= Supplied text =
__________________________________________________

This is a fun one to dig deeper into.
This isn’t Pickleball.
It’s easy (and lazy) to ascribe the rise of the gym girl grind to trends and the glorification of certain body parts on social media.
Pickleball is all the rage these days, and most of us remember it as the “it’s raining outside today” activity we did in gym class.
Fun? Sure.
Physically taxing? Hardly.
You don’t show up to a loud, packed gym and start ripping 185 lb. RDL’s because it’s “cool”.
There’s something primal going on, a driving force.
Raw female power showing up in the form of posterior chain development and heavy compound lifts. I’m consistently blown away by the work being done by the girls with their hoods up and Airpods in.
Before you go thinking this is a love letter- my personal preferences have always leaned more “matcha and Pilates” than “protein shakes and front squats”.
It’s simply human-to-human admiration of effort in this context.
However, I can’t help but think…is there something deeper at play?
Responding to the World with Strength
Nobody really knows what a person’s motivation for getting themselves into fantastic physical condition is, and frankly nor should they.

__________________________________________________

[Point-localization data]
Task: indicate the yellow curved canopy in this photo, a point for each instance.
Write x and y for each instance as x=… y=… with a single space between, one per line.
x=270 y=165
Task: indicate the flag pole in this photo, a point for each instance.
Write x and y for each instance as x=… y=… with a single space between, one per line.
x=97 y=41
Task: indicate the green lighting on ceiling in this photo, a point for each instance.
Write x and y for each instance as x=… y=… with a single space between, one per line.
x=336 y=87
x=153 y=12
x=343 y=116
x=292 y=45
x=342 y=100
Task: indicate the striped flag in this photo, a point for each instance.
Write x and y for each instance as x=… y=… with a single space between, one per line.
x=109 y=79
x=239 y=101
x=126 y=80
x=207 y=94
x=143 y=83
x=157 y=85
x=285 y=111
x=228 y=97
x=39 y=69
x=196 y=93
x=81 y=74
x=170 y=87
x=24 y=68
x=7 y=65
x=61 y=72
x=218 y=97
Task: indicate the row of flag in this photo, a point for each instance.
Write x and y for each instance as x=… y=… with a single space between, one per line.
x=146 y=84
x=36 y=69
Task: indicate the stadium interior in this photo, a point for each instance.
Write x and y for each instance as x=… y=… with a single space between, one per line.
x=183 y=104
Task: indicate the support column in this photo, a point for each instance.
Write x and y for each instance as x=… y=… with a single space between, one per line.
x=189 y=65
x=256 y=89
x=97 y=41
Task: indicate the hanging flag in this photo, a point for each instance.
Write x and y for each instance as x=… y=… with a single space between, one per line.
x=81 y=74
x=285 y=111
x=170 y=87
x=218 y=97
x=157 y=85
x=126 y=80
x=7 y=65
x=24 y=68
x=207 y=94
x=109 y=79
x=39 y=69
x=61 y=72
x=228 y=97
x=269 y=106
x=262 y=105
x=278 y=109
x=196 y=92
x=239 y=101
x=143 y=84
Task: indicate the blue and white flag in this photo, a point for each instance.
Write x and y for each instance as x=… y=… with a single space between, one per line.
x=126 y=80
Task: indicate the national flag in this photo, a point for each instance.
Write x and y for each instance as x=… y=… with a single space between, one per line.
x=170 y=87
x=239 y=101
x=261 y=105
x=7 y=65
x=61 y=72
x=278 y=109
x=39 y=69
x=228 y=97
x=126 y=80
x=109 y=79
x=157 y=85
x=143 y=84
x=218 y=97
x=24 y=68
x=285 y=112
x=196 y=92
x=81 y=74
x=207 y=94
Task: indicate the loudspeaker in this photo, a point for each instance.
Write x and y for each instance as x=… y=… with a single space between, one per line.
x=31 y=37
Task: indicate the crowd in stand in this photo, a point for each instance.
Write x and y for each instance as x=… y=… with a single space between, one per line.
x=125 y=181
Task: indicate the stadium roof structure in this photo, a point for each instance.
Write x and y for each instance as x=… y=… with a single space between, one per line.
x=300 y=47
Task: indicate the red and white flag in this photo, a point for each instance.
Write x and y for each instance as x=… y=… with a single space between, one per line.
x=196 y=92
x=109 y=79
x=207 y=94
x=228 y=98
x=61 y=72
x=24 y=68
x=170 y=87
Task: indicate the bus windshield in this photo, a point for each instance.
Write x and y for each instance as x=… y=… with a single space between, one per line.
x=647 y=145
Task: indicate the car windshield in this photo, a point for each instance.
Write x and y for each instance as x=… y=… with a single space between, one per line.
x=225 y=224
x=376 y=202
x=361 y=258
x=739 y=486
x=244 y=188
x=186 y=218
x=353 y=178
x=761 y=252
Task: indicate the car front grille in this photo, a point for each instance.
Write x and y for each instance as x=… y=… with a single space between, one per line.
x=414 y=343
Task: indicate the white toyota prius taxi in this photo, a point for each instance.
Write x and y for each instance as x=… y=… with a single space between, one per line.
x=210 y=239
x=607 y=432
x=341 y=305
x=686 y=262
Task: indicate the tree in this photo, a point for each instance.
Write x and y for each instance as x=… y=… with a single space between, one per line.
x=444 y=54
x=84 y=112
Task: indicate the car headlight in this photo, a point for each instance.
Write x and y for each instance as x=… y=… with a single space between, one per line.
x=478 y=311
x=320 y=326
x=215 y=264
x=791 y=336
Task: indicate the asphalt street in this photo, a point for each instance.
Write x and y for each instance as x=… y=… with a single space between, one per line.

__________________________________________________

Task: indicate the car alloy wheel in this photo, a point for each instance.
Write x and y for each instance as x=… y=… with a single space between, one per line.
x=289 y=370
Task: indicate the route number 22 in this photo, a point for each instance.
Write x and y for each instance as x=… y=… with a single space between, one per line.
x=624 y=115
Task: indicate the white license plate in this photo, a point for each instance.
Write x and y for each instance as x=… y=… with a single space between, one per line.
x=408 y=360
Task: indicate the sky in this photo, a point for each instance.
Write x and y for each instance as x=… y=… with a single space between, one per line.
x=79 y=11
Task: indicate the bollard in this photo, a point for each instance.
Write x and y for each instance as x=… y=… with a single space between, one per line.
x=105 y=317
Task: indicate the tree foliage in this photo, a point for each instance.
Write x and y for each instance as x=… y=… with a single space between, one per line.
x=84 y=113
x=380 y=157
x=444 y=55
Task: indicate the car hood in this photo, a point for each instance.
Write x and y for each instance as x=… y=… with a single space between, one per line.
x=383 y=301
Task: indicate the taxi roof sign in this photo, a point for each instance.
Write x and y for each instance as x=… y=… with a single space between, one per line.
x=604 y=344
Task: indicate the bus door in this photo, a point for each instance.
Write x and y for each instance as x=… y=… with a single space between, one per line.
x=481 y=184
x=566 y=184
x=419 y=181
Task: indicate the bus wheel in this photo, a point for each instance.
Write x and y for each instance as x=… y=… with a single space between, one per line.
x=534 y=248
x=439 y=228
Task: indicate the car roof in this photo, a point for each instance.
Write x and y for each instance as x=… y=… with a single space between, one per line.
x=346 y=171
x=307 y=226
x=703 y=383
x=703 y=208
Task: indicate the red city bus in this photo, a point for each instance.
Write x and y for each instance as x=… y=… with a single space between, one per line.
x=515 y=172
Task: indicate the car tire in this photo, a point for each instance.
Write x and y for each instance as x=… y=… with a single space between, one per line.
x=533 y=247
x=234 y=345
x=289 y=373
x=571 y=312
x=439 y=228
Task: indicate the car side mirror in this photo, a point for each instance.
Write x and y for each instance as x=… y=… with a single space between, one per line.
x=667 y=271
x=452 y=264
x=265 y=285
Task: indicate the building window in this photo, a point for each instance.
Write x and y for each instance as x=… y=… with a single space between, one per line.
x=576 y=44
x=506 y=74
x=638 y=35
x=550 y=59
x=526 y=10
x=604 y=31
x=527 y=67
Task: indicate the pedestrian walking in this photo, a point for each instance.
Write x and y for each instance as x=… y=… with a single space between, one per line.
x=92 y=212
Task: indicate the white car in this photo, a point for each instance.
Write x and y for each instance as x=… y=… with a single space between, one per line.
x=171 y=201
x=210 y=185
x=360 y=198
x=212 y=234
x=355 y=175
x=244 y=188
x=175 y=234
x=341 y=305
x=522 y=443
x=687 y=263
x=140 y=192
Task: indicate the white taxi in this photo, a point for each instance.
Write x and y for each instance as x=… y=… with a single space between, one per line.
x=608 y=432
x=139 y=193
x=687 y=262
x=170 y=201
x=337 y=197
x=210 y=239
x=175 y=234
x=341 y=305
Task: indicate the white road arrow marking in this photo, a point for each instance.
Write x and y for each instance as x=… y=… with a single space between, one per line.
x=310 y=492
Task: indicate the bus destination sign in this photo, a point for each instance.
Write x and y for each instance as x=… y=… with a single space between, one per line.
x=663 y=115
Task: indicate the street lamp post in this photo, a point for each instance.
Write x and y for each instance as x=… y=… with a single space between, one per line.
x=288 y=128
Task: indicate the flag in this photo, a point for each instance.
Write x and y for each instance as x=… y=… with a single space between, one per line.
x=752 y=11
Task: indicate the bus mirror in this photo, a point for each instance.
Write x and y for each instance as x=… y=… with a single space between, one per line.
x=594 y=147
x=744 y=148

__________________________________________________

= Exercise aim =
Please pick up the piece about women lifting heavy at the gym where it stops, continuing on from its last sentence.

= Exercise response =
I’ve been pretty open about the fact that the gym is a mental health outlet more than anything else, to the point where I’ll even respond to the classic “what are you hitting today, bro?” with “my brain”.
That being said, I can’t help but cross the line for a moment and wonder if there’s a cohesive motivation en masse to the legion of strong women with real-world physical power.
There is of course the classic “wanting to look the best you can”, and not only is goblet squatting and hamstring curling far safer and more effective than BBL procedures or semaglutide injections, it’s also far more noble.
Perhaps that could be the bulk of it, but I don’t think so. This would have pre-dated it’s eminence by a decade or so more.
Personally, I think it’s more of a societal reaction than anything else.
One scroll of the fyp or the explore page would show you street interviews of women lamenting the modern dating landscape, ascribing their single status to a dearth of men with ambition or guts.
We have multiple generations of men at home pew-pewing on Xbox and ripping the “Penjamin” instead of out dating and socializing.
“The bar is on the floor” (no pun intended with the whole lifting thing) is an oft-heard refrain from America’s young women.
Looking at the broader landscape, at the time of writing, rockets are pinging back and forth between Tehran and Tel Aviv, Russia and Ukraine is still very much a thing, WWIII trends on X.
We’re feeling unsafe as a collective more than ever before.
Perhaps American women are done searching for the strong person in their life and becoming that person instead.
To the feminist-leaning reader who might be infuriated with this paragraph and hit me with “She’s not doing it for you, she’s doing it for herself!”, I would counter with: that’s exactly my point.
It’s unique, it’s new, it’s a touch heartbreaking, but most importantly, it’s wholly inspiring.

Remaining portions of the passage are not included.